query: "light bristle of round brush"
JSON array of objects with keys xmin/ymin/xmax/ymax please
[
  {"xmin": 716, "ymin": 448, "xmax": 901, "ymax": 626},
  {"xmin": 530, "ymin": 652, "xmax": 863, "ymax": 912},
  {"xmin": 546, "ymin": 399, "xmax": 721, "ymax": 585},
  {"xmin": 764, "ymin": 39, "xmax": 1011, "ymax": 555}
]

################

## Exercise directions:
Reproduce the material exactly, with every line intact.

## Exercise response:
query: "light bristle of round brush"
JSON array of objects with keys xmin/ymin/xmax/ymax please
[
  {"xmin": 716, "ymin": 448, "xmax": 901, "ymax": 626},
  {"xmin": 530, "ymin": 652, "xmax": 863, "ymax": 912},
  {"xmin": 546, "ymin": 399, "xmax": 721, "ymax": 585},
  {"xmin": 764, "ymin": 39, "xmax": 1011, "ymax": 555}
]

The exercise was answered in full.